### DATA EXTRACT
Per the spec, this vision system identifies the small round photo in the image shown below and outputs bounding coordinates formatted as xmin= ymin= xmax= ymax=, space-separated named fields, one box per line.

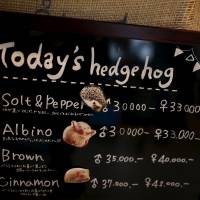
xmin=64 ymin=168 xmax=90 ymax=183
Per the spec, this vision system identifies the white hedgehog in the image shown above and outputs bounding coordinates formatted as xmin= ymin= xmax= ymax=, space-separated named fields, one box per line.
xmin=63 ymin=121 xmax=96 ymax=148
xmin=80 ymin=85 xmax=107 ymax=112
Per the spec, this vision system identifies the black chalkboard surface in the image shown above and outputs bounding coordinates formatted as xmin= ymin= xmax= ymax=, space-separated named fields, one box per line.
xmin=0 ymin=11 xmax=200 ymax=200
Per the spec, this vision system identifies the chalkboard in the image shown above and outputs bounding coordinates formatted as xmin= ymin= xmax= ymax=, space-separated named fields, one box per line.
xmin=0 ymin=11 xmax=200 ymax=200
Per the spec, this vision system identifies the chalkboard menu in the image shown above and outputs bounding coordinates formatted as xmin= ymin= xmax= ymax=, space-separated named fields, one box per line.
xmin=0 ymin=11 xmax=200 ymax=200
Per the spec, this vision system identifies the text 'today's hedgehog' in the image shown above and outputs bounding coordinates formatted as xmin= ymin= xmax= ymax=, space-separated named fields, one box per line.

### WORK INSTRUCTIONS
Reproduce the listing in full and exactly, excluding any pictures it holds.

### RESULT
Per the spec, this vision system identifies the small round photo in the image shown below and outputs bounding coordinates formatted as xmin= ymin= xmax= ymax=, space-separated named fields, one box per line.

xmin=64 ymin=168 xmax=90 ymax=183
Per the spec, this vision system identifies the white hedgehog in the image shown above and outputs bounding coordinates formatted as xmin= ymin= xmax= ymax=, space-separated named fields, one box per line.
xmin=63 ymin=121 xmax=96 ymax=148
xmin=80 ymin=85 xmax=107 ymax=112
Per the spec, this vision system identifies the black chalkboard surface in the image shown above and outputs bounding coordinates formatted as xmin= ymin= xmax= ymax=, space-separated named fields, one box per line.
xmin=0 ymin=11 xmax=200 ymax=200
Per the spec, this vision system identifies the chalkboard in the image shown above and outputs bounding coordinates formatted as xmin= ymin= xmax= ymax=, space-separated named fields, one box per line.
xmin=0 ymin=11 xmax=200 ymax=200
Per the spec, this vision system identifies the chalkboard menu in the image shown above and outputs bounding coordinates formatted as xmin= ymin= xmax= ymax=, space-separated named fields, one box per line.
xmin=0 ymin=11 xmax=200 ymax=200
Per the spec, this vision system identifies the text 'today's hedgehog' in the image shown above and outputs bounding coordinates formatted as xmin= ymin= xmax= ymax=, space-separated named fields, one box per line.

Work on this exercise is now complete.